*Exercise directions*.
Word-for-word reproduction, images excluded: copy every entry below.

*Exercise materials*.
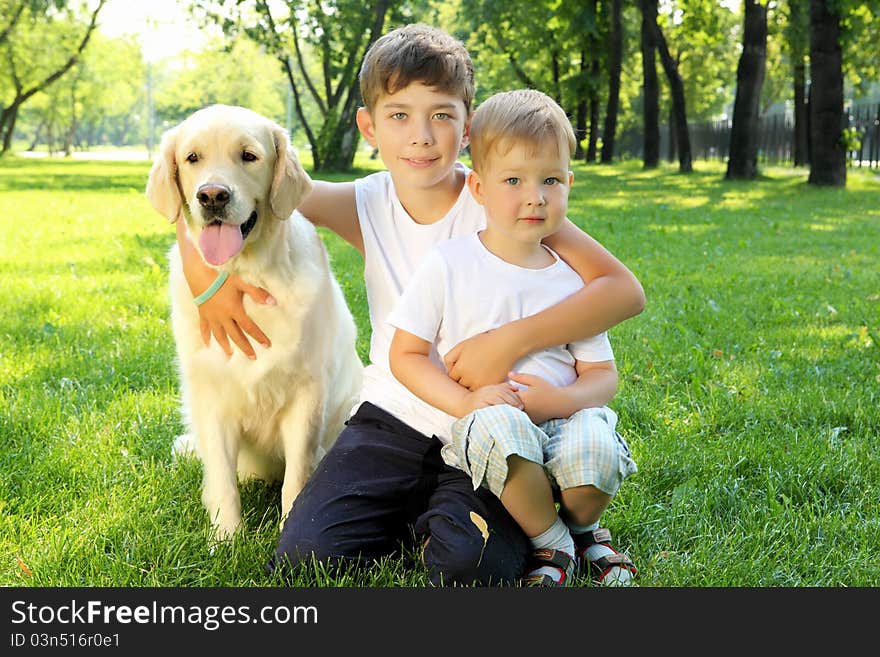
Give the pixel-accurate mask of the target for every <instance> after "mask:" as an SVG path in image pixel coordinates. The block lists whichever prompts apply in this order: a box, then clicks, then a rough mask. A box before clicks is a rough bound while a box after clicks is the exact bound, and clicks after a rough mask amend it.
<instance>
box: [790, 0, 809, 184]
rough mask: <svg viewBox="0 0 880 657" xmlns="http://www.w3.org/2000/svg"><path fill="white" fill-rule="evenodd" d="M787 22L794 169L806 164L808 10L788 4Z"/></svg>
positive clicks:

*Problem solution*.
Give the pixel-accurate mask of the target for every <instance> after "mask:" as an SVG path in image pixel coordinates. The block lists whichever prompts apply in this order: a box, then clicks, then a rough mask. A box before clicks is a rough bound while a box after clicks is the exact bound, and clicks after a rough mask amend it.
<instance>
box: [790, 0, 809, 184]
rough mask: <svg viewBox="0 0 880 657" xmlns="http://www.w3.org/2000/svg"><path fill="white" fill-rule="evenodd" d="M787 22L794 169L806 164L808 10L788 4Z"/></svg>
positive clicks:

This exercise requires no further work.